All of the entries should be returned without a single change.

Items from a data source:

----------------

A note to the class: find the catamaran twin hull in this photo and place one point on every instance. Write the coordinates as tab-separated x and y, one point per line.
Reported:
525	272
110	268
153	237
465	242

----------------

**RESPONSE AREA**:
A note to the class: find the catamaran twin hull in this photo and place one point on every instance. Write the coordinates as tab-separated x and y, one point per line.
Reported:
525	272
110	268
153	237
465	242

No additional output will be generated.